**Reading passage:**
== == ==
The UK government says it is pushing ahead with work to bring the UK-India Free Trade Agreement into force as soon as possible, a development small exporters and importers should watch closely rather than treat as background trade news.
Business and Trade Secretary Peter Kyle is in New Delhi this week for talks with India’s Commerce Minister Piyush Goyal. The Department for Business and Trade said the trading relationship between the two countries was worth GBP48 billion in 2025, and that the agreement is expected to reduce 99% of UK tariffs and 90% of Indian tariffs when implemented.
For small firms, the immediate point is not that every tariff will change overnight. The practical point is that businesses with India in their supply chain, sales pipeline or long-term market plan should start preparing their paperwork, pricing and compliance checks before the deal is fully live.
What has happened
The government said the Trade Secretary’s visit is intended to progress implementation of the UK-India agreement, which was signed in July 2025. It described the deal as the UK’s biggest bilateral trade agreement since leaving the European Union and said it covers 30 chapters, including innovation, environment, labour and gender.
The announcement also said the deal could increase annual bilateral trade by GBP25.5 billion in the long run and boost GDP by nearly GBP5 billion for each country. Those are economy-wide forecasts, not a guarantee for any individual firm, but they show why the agreement matters beyond large exporters.
India is already a significant commercial partner for the UK, and the deal is likely to attract attention from manufacturers, food and drink producers, fashion and consumer goods firms, technology suppliers, professional services businesses and companies importing components or finished products.
Why it matters to SMEs
Trade agreements can sound remote from the daily pressures of a small business. In practice, they can affect duty costs, customer pricing, distributor conversations, rules of origin, product documentation and whether a market becomes worth another look.
For exporters, lower Indian tariffs could improve the landed price of some UK goods. That matters where a small firm has a premium product but struggles to compete once duty, logistics, local taxes and distributor margins are added. For importers, tariff reductions on the UK side could affect sourcing choices, stock costs and retail pricing.
The bigger risk is assuming the headline deal does all the work. SMEs will still need to understand whether their specific goods qualify, whether rules of origin apply, which commodity codes are correct, and whether any licences, certificates, labelling rules or local market requirements still need to be met.
What to check before the deal comes into force
The first step is to map exposure. A business should list any goods, components, services, suppliers, distributors or customers connected to India. For each one, note the commodity code where goods are involved, current duty treatment, contract terms, Incoterms, currency exposure, delivery times and who handles customs declarations.
The second step is to check the customs basics. GOV.UK’s import guidance reminds businesses that importers may need an EORI number, the right commodity code, goods valuation, records of invoices and customs paperwork, and checks on whether licences or certificates are needed for certain products.
== == ==
**Dataset:**
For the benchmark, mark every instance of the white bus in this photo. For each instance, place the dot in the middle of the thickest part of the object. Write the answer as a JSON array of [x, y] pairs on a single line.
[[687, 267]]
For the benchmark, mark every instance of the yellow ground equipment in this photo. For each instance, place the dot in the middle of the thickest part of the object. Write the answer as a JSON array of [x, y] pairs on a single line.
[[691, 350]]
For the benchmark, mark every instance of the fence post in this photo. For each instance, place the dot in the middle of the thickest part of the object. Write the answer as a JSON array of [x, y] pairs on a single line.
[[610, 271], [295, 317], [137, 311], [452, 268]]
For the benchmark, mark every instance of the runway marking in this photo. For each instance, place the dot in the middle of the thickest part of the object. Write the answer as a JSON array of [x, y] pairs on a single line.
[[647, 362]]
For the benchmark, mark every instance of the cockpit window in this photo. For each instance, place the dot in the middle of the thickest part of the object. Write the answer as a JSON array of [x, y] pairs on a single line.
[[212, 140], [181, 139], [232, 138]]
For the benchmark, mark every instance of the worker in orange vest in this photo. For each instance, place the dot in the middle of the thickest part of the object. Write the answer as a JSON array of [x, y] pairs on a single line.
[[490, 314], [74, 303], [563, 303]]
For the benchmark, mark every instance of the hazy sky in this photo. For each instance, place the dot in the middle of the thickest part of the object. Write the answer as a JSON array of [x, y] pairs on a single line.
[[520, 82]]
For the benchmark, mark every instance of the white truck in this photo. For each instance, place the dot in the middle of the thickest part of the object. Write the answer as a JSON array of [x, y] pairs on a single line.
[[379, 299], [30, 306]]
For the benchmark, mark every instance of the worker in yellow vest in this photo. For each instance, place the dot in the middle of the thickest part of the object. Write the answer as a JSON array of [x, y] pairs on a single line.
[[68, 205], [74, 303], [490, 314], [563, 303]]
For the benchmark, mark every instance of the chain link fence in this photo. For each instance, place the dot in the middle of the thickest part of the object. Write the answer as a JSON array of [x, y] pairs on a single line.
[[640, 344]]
== == ==
**Problem to solve:** In the article on the UK-India trade deal, when was the agreement signed? You won't need the lines for this.

**Correct response:** July 2025.